Short task A:
State only the number of lines in the records that contain the string "yellow", with case taken into account.
___ Document excerpt ___
SELECT — Where, Order, Limit

The query builder mirrors SQL clause names. Every chain is thenable — you can await it directly — and every chain stays composable until awaited.

Basic SELECT

// columns
await knex('users').select('id', 'name');
await knex('users').select(); // all columns (== '*')

// where
await knex('users').where({ active: true, role: 'admin' });
await knex('users').where('created_at', '>', '2025-01-01');

// chained AND / OR
await knex('users')
  .where('role', 'admin')
  .orWhere(b => b.where('role', 'editor').andWhere('verified', true));

// IN / NOT IN
await knex('users').whereIn('id', [1, 2, 3]);
await knex('users').whereNotIn('role', ['guest']);

// NULL handling
await knex('users').whereNull('deleted_at');

// LIKE / ILIKE (PG)
await knex('users').whereILike('email', '%@dev.io');

Ordering, limit, distinct

await knex('posts')
  .select('id', 'title')
  .orderBy([
    { column: 'pinned', order: 'desc' },
    { column: 'created_at', order: 'desc' }
  ])
___
Short task B:
Reproduce verbatim the passage of the query builder documentation from "SELECT — Where, Order, Limit" to "composable until awaited.".
___ Provided data ___
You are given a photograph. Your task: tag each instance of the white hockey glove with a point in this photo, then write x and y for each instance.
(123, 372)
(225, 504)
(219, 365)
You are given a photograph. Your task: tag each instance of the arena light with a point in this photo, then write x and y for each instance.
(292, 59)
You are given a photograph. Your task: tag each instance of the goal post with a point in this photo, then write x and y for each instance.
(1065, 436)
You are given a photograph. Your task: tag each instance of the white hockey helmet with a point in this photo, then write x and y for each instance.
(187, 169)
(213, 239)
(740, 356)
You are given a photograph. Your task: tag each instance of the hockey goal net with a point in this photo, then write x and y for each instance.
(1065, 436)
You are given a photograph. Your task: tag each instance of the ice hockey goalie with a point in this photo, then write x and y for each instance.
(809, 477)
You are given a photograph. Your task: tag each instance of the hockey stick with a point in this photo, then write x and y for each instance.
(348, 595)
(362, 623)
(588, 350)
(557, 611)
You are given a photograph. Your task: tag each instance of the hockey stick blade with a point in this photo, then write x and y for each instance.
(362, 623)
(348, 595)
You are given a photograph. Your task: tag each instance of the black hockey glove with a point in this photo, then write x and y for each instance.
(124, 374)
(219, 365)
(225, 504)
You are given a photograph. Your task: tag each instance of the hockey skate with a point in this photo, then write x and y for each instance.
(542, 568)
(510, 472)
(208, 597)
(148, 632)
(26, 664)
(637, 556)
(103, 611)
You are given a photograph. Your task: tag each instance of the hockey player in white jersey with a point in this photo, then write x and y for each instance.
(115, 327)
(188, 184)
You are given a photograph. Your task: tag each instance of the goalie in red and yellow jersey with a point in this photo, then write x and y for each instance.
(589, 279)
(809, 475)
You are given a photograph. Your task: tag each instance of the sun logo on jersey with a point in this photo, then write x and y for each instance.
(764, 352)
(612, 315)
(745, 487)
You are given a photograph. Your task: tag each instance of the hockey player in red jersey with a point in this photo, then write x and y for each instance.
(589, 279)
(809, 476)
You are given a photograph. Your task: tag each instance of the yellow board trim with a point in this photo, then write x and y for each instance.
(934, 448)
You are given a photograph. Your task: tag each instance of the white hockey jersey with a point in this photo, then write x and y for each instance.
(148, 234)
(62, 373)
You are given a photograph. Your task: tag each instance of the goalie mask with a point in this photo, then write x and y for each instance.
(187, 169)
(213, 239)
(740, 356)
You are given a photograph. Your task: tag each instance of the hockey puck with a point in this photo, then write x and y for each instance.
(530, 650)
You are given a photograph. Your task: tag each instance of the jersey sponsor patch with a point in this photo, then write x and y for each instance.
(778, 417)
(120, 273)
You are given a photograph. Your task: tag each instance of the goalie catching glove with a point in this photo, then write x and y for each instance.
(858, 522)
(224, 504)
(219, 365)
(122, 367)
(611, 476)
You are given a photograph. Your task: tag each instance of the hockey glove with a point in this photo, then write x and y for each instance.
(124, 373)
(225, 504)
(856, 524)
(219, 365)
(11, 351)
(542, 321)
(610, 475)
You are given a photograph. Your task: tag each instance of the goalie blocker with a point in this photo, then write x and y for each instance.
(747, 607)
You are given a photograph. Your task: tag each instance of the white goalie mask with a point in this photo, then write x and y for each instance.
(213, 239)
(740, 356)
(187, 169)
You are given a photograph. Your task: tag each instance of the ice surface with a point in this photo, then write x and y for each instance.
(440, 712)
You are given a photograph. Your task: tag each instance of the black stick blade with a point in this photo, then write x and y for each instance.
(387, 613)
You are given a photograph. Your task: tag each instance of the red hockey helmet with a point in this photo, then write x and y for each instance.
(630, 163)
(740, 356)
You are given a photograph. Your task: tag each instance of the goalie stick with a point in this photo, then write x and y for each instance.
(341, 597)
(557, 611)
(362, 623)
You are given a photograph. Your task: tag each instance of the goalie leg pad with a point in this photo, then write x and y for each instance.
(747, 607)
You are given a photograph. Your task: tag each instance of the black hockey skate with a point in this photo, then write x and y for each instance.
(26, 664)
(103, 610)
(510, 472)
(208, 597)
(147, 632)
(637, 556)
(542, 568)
___
Correct answer A:
2

Correct answer B:
SELECT — Where, Order, Limit

The query builder mirrors SQL clause names. Every chain is thenable — you can await it directly — and every chain stays composable until awaited.